= Collection entries =
'''

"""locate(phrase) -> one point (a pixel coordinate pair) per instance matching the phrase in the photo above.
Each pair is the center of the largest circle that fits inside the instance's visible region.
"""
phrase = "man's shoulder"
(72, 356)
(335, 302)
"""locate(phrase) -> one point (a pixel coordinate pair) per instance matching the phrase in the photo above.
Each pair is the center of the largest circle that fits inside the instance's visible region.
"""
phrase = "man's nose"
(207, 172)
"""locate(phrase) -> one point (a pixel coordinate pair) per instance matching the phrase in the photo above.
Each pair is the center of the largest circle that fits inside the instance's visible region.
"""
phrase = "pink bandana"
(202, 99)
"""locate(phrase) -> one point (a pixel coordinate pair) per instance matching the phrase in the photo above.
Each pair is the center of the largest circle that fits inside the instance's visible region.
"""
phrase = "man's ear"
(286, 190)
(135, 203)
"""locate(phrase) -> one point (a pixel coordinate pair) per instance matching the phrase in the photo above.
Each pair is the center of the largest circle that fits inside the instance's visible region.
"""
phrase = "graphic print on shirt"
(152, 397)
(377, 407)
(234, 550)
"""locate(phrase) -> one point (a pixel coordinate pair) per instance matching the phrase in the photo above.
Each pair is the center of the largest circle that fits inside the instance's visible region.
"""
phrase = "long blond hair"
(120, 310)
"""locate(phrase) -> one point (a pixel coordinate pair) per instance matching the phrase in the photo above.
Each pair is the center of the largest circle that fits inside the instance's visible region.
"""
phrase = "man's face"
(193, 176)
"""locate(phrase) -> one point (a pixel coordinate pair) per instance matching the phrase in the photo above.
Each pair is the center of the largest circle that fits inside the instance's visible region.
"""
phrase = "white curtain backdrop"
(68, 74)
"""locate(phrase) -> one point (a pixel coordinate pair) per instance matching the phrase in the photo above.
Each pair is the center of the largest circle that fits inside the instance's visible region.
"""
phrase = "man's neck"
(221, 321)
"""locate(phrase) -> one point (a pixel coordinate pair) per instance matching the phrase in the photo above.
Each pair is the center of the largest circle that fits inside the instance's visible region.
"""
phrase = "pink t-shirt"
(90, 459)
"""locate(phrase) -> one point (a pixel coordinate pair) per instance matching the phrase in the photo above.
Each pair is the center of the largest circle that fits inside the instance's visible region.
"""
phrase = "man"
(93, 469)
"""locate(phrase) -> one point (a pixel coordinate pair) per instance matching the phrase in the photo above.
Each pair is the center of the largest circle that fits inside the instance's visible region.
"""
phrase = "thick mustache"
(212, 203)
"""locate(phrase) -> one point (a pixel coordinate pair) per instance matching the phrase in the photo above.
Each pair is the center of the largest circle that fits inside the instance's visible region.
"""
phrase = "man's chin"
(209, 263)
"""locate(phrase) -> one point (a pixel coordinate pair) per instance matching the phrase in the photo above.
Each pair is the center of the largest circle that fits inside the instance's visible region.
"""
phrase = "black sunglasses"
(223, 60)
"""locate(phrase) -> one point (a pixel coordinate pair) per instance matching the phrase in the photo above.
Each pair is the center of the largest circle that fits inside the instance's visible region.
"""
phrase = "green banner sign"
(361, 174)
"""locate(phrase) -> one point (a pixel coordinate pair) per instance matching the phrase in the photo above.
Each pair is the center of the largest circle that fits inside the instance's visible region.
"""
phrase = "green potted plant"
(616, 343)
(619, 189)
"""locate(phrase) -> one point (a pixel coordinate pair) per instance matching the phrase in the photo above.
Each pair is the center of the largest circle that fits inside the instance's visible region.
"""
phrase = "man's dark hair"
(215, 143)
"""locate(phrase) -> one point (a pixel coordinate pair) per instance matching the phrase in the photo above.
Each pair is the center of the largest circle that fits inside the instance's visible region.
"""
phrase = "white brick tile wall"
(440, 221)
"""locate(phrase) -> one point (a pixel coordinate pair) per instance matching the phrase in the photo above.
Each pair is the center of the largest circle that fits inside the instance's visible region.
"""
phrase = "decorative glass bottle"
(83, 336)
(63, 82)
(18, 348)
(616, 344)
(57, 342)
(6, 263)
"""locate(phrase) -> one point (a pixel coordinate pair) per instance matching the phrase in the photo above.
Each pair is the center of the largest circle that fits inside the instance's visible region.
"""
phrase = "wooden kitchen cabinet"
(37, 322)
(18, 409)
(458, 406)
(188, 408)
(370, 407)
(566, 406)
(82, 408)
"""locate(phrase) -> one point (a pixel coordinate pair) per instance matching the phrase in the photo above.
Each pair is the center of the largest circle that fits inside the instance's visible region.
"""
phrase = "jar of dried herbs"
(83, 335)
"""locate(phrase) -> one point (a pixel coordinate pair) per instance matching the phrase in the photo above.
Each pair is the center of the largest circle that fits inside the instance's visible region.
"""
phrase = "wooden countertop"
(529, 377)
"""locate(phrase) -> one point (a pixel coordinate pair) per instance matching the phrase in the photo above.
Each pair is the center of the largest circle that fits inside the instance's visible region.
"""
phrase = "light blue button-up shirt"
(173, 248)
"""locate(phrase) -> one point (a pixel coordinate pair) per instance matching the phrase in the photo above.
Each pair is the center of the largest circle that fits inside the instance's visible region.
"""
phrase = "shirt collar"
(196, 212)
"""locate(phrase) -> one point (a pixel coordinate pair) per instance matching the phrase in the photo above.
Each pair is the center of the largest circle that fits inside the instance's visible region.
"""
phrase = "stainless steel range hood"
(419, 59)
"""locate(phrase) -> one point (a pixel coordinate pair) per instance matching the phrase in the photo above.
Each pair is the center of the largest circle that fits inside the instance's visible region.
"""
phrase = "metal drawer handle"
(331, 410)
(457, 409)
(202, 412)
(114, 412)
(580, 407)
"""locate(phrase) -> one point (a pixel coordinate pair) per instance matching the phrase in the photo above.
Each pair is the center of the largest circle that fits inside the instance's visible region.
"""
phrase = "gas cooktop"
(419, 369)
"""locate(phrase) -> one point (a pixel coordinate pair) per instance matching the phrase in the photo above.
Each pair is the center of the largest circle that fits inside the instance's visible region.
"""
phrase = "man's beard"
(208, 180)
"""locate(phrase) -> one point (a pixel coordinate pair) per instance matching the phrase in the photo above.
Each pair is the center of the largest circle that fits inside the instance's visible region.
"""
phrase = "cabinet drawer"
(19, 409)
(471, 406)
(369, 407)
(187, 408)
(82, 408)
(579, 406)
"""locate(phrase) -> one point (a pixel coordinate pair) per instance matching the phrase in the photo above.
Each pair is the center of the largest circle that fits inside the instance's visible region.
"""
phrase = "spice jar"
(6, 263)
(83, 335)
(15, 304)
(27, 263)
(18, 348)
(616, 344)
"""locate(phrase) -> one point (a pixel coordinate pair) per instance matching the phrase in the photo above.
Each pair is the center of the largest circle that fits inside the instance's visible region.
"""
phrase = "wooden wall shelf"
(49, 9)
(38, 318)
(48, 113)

'''

= DIRECTIONS FOR THIS TASK =
List every line of the listing above that contains the word "drawer", copying each one in full.

= REPLY TO THE EXERCISE =
phrase = "metal drawer handle"
phrase = "cabinet drawer"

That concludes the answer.